▶ **Extracted data entries**:
Begin

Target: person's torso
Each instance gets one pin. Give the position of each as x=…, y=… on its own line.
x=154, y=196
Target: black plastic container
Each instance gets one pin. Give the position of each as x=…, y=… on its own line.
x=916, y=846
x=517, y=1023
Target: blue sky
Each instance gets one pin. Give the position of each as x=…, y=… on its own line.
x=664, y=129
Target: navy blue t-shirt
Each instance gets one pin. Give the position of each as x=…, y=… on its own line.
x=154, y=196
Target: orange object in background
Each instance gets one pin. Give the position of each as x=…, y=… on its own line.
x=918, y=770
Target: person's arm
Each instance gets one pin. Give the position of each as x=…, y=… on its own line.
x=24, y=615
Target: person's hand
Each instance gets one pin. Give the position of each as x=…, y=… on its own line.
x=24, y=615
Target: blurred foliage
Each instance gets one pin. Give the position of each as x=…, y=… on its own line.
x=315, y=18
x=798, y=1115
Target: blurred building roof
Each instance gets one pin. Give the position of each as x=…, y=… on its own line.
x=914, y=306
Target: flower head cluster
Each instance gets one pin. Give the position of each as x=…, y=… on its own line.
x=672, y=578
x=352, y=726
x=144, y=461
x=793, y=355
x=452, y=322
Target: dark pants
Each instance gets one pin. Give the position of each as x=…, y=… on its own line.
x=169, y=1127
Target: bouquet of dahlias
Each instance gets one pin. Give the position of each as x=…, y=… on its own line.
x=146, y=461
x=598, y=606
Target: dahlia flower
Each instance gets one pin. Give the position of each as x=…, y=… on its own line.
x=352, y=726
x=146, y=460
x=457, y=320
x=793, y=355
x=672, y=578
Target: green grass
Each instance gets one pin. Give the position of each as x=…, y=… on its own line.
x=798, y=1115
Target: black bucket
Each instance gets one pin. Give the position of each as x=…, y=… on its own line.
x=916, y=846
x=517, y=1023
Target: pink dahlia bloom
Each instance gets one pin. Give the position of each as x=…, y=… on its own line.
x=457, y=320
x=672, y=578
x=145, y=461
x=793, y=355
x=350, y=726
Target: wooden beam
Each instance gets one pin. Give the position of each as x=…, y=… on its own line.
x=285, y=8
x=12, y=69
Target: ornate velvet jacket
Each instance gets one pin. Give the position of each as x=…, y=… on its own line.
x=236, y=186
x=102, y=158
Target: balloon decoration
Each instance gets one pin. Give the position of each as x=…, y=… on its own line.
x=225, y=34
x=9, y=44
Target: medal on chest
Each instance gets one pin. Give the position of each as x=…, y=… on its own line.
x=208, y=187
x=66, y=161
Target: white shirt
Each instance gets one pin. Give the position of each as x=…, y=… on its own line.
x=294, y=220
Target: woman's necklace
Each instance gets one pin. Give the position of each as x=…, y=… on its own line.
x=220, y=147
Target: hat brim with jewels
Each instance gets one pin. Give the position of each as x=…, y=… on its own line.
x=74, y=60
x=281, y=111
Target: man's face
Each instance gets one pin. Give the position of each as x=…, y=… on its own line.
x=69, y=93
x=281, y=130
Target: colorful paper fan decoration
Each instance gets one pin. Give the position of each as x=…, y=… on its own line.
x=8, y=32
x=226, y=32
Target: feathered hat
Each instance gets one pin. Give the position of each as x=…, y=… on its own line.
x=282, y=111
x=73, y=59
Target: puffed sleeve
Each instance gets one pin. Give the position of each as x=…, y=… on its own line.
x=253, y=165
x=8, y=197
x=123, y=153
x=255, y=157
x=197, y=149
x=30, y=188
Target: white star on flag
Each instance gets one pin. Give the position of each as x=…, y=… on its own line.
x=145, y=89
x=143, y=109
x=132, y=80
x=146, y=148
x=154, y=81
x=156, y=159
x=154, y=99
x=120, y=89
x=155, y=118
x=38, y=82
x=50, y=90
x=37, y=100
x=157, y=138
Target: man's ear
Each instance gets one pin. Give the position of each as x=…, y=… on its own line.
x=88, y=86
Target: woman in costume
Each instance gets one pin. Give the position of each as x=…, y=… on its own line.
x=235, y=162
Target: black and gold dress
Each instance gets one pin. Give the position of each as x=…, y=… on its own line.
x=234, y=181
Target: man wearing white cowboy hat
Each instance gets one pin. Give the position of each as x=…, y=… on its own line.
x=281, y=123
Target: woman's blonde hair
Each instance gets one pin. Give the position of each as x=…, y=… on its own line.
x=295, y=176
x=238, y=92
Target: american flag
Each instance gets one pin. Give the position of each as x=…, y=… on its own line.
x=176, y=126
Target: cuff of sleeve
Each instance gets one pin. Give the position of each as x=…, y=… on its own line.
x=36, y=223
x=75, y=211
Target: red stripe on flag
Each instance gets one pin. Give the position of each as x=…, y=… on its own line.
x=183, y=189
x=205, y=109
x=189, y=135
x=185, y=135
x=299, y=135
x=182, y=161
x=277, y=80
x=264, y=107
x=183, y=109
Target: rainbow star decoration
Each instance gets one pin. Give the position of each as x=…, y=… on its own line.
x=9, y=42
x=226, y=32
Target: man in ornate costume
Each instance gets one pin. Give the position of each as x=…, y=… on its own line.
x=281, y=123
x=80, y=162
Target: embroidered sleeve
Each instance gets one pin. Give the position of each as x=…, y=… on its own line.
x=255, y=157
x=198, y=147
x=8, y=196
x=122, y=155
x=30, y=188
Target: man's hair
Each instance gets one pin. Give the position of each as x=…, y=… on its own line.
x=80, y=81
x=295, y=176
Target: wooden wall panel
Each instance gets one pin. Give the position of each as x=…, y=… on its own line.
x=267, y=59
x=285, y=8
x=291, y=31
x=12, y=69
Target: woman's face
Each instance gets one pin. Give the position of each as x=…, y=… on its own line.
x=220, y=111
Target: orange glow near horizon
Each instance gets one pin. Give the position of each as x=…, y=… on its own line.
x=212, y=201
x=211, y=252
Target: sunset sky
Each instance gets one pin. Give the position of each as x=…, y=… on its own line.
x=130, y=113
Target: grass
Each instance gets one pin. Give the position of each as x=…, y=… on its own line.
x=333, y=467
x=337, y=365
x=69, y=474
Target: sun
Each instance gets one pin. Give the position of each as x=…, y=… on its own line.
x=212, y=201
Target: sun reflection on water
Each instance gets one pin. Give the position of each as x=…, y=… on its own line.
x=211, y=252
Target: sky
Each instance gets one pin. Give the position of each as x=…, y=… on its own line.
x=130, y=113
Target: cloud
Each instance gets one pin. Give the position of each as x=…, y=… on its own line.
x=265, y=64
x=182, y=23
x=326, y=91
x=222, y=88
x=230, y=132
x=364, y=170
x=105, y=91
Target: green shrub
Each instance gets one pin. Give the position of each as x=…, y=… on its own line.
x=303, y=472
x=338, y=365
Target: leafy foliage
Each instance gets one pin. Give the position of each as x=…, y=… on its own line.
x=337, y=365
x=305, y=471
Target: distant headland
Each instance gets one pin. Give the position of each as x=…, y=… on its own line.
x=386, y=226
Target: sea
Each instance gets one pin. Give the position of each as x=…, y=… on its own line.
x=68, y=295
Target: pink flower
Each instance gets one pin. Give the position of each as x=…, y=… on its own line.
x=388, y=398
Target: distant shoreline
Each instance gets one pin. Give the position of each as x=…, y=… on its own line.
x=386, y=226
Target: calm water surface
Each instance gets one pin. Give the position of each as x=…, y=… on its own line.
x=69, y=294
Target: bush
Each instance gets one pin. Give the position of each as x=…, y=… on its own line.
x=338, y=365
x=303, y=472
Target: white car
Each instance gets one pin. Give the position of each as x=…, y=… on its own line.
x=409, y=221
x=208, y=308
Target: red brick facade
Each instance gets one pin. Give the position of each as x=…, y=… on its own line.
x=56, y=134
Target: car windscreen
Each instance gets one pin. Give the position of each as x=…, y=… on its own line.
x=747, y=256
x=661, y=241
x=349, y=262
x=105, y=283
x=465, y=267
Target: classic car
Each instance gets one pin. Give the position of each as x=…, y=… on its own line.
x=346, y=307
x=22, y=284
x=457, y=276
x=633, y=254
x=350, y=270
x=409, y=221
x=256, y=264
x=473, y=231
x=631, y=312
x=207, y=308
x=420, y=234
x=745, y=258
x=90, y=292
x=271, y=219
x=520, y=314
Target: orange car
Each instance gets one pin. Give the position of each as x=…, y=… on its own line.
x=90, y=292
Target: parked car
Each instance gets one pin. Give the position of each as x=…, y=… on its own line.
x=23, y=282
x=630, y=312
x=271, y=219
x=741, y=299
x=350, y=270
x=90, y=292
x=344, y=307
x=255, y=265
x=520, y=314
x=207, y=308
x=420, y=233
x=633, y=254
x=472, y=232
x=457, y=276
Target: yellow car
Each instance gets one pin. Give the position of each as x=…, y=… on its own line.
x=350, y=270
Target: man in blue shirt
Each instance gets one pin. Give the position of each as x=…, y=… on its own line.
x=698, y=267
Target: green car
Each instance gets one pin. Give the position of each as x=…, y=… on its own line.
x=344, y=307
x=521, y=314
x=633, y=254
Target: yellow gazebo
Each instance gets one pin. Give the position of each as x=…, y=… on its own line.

End

▶ **What the task requires**: Can you swap "blurred" for "hazy" in the lines from the one with "Target: person's arm" to the one with "x=914, y=306", keeping everything else unchanged, and return only those lines?

▶ **Final answer**:
Target: person's arm
Each instance gets one pin. Give the position of each as x=…, y=… on its own line.
x=24, y=615
Target: person's hand
Each instance gets one pin. Give the position of each as x=…, y=… on its own line.
x=24, y=615
Target: hazy foliage
Each instance gets one pin. Give the position of each as x=…, y=… on its own line.
x=315, y=18
x=798, y=1115
Target: hazy building roof
Each instance gets one pin. Give the position of each as x=…, y=… on its own line.
x=914, y=306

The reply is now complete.